* [Exercise details]
Copy out the lines word for word, beginning at the line that contains "Would you be able to point to the woman's hand" and ending after the line that contains "column 673, row 637".

═══ Entries provided

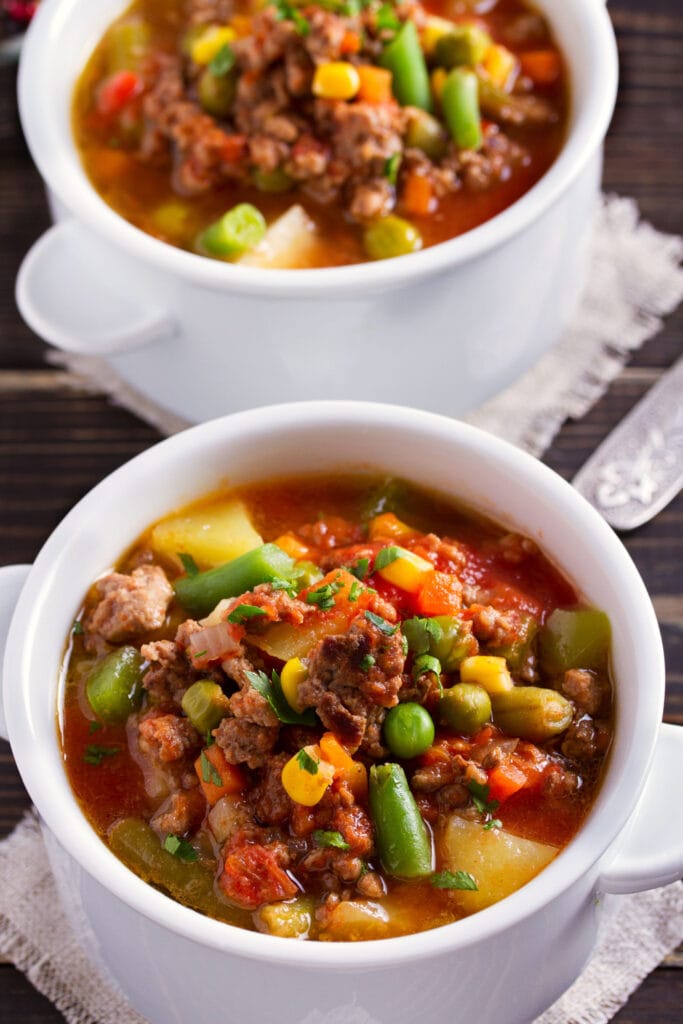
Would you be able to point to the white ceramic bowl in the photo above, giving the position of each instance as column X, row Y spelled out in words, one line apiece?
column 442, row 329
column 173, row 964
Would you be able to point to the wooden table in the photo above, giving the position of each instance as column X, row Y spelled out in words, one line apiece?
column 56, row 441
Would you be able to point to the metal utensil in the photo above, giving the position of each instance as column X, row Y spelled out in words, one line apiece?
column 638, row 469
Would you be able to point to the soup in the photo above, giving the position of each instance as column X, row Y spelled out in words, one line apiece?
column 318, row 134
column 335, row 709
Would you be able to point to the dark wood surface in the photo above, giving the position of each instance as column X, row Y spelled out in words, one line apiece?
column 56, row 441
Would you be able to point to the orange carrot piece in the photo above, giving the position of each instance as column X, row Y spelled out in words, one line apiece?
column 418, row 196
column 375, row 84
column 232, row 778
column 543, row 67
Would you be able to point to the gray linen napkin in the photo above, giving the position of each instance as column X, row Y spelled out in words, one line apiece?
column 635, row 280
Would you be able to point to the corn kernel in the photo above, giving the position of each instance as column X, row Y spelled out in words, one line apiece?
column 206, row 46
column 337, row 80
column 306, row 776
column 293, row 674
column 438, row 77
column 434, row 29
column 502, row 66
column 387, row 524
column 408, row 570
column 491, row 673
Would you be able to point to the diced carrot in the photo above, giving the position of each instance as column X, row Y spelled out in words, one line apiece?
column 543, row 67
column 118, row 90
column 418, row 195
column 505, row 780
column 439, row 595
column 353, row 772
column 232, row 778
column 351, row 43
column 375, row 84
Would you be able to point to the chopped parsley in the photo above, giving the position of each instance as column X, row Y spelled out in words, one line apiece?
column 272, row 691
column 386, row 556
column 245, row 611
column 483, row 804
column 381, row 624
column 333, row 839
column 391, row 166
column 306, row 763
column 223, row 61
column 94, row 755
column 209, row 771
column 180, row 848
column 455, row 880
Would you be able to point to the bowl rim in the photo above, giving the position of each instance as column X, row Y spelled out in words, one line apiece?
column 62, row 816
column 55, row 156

══════
═══ Entries provided

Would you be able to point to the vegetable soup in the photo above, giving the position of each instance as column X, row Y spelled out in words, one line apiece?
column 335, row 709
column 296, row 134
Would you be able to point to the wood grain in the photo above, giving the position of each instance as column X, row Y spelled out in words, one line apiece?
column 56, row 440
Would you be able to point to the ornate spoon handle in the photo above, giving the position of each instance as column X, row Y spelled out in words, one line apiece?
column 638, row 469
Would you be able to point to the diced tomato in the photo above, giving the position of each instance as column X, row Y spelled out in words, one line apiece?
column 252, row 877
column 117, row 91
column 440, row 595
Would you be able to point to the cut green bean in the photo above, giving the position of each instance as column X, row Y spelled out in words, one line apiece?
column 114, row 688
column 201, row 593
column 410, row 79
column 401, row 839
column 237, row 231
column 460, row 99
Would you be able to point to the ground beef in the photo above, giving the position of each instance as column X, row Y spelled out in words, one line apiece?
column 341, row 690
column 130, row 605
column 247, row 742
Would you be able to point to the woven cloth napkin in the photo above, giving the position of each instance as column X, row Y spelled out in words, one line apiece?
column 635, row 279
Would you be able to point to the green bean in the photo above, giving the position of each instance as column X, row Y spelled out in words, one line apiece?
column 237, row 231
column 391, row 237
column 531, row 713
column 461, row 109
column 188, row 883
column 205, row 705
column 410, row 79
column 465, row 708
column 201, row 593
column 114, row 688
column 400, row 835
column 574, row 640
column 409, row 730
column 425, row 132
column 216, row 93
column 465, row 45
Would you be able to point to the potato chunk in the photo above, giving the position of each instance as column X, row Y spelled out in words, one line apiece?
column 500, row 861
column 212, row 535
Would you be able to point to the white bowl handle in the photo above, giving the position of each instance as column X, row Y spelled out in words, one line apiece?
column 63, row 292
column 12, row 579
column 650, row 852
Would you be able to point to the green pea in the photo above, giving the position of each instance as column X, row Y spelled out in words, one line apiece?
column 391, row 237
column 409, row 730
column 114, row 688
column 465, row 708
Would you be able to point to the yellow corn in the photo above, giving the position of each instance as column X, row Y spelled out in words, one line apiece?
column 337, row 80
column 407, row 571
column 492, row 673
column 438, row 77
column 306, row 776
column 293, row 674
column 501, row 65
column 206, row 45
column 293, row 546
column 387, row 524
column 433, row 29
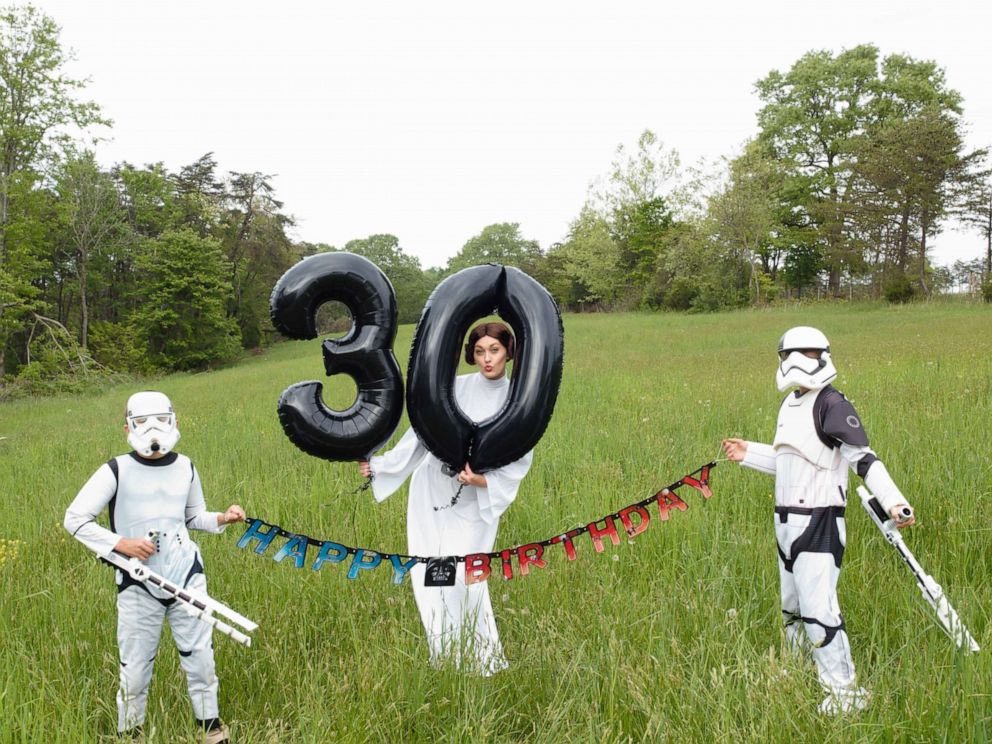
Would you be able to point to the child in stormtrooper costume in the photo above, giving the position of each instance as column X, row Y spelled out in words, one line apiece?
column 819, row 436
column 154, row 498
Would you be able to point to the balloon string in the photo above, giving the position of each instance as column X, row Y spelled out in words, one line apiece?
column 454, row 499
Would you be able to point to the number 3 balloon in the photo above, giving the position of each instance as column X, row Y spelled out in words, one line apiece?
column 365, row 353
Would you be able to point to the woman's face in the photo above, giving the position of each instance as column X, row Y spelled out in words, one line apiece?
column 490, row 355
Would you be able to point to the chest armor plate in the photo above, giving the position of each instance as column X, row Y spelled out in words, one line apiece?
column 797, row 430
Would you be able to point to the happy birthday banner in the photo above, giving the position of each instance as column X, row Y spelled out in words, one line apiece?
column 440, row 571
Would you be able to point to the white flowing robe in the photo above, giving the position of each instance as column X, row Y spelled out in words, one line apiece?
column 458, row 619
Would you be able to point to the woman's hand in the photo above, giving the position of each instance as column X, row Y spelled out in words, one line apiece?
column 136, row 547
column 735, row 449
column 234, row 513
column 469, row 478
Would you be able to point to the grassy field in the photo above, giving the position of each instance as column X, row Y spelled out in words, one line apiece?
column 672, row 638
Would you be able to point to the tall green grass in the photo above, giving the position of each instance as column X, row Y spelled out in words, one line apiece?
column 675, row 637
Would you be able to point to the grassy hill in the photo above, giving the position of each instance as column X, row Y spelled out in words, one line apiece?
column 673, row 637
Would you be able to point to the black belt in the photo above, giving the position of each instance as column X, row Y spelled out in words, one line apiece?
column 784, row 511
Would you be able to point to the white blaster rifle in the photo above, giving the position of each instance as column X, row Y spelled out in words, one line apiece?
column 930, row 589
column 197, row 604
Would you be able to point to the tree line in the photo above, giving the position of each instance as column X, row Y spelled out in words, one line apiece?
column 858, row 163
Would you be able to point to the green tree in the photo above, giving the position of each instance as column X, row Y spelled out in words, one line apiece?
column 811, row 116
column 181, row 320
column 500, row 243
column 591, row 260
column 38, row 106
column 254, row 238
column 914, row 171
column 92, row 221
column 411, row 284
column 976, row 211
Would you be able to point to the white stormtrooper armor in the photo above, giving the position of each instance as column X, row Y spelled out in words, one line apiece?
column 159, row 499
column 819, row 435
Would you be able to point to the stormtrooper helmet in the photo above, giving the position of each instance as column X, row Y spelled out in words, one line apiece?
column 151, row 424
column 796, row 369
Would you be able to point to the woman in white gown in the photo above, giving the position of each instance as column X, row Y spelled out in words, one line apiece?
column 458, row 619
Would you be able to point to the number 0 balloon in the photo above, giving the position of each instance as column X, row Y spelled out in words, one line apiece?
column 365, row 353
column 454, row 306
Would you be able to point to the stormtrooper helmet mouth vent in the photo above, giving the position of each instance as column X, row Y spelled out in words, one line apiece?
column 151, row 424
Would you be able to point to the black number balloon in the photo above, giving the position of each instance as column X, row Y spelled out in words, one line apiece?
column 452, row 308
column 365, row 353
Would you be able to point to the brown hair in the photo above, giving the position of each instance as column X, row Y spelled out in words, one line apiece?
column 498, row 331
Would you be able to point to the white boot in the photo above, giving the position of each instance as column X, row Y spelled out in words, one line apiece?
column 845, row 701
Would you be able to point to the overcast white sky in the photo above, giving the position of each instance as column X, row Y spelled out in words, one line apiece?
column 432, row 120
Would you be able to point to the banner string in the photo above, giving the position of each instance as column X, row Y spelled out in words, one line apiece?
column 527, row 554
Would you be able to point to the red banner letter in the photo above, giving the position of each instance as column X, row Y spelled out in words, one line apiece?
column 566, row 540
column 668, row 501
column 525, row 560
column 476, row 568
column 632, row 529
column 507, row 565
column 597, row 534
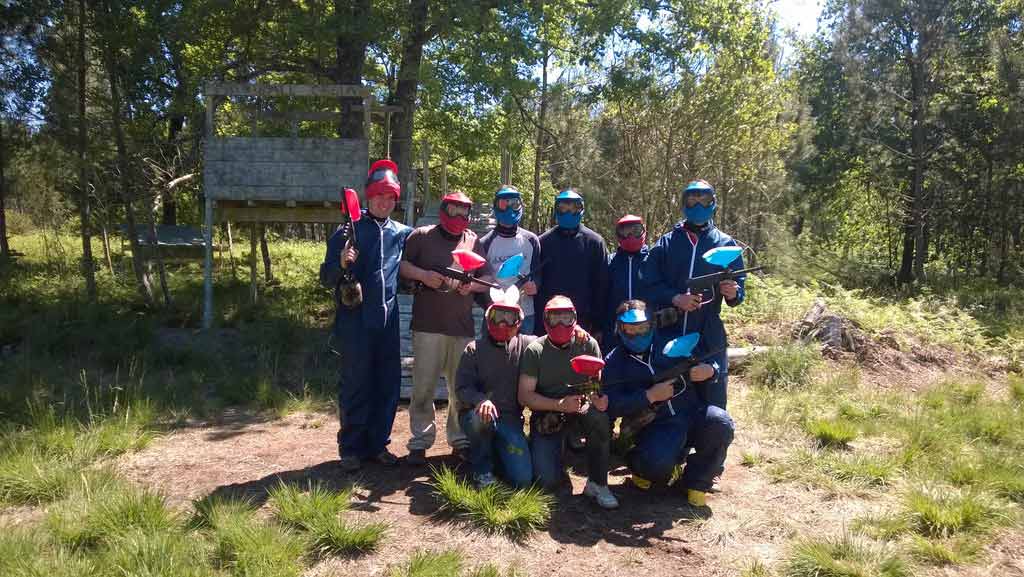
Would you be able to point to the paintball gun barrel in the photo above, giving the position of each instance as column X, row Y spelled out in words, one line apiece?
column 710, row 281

══════

* [Full response]
Would you be able to point to the woman's hand in the photo above, giving the position of each instance as column X, row Y spelled out in words, one line apiece?
column 136, row 547
column 735, row 449
column 234, row 513
column 469, row 478
Would you be able to point to the grassy field in the photo above, giving the position of each instance as column X, row Y spelled out in words, one line apiece?
column 672, row 638
Would you be able to point to the tall green grass in the photo above, giving the position of each instance as column X, row Y spelled out in words, one line apiece?
column 675, row 637
Would you be able to point to the grassy hill in the photo above, giving the position of each instance as column X, row Y spelled out in words, one line apiece?
column 673, row 637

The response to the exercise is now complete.